Assignment: Please quote the whole listing below word for word, keeping every line unchanged.

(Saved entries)
+++

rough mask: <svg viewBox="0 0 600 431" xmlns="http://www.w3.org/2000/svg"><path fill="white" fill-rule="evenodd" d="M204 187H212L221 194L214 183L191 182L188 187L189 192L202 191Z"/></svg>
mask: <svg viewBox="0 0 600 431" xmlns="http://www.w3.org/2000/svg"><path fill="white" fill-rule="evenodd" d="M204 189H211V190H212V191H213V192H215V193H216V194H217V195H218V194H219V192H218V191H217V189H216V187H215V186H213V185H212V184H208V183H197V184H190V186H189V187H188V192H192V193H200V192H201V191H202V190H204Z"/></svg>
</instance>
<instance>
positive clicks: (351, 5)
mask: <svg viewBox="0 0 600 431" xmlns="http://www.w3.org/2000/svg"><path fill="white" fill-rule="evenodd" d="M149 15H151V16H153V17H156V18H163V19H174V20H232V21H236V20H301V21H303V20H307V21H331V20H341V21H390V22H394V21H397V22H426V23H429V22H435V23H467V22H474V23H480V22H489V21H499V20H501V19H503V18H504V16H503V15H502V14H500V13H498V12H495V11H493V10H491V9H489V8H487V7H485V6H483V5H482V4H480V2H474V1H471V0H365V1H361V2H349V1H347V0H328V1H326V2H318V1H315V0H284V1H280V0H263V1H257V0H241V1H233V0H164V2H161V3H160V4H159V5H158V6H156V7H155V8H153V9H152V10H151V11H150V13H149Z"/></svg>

+++

Answer to the problem:
rough mask: <svg viewBox="0 0 600 431" xmlns="http://www.w3.org/2000/svg"><path fill="white" fill-rule="evenodd" d="M204 187H212L221 194L214 183L191 182L188 187L189 192L202 191Z"/></svg>
mask: <svg viewBox="0 0 600 431" xmlns="http://www.w3.org/2000/svg"><path fill="white" fill-rule="evenodd" d="M204 189H211V190H212V191H213V192H215V193H216V194H217V195H218V194H219V192H218V191H217V189H216V187H215V186H213V185H212V184H208V183H197V184H190V186H189V187H188V192H192V193H200V192H201V191H202V190H204Z"/></svg>
</instance>
<instance>
positive clicks: (351, 5)
mask: <svg viewBox="0 0 600 431" xmlns="http://www.w3.org/2000/svg"><path fill="white" fill-rule="evenodd" d="M149 15H151V16H153V17H156V18H163V19H174V20H232V21H236V20H301V21H303V20H307V21H331V20H341V21H390V22H394V21H397V22H426V23H429V22H435V23H467V22H474V23H480V22H489V21H499V20H501V19H503V18H504V16H503V15H502V14H500V13H498V12H495V11H493V10H491V9H489V8H487V7H485V6H483V5H482V4H480V2H474V1H471V0H365V1H361V2H349V1H347V0H328V1H326V2H318V1H315V0H284V1H280V0H263V1H257V0H241V1H233V0H164V2H161V3H160V4H159V5H158V6H156V7H155V8H153V9H152V10H151V11H150V13H149Z"/></svg>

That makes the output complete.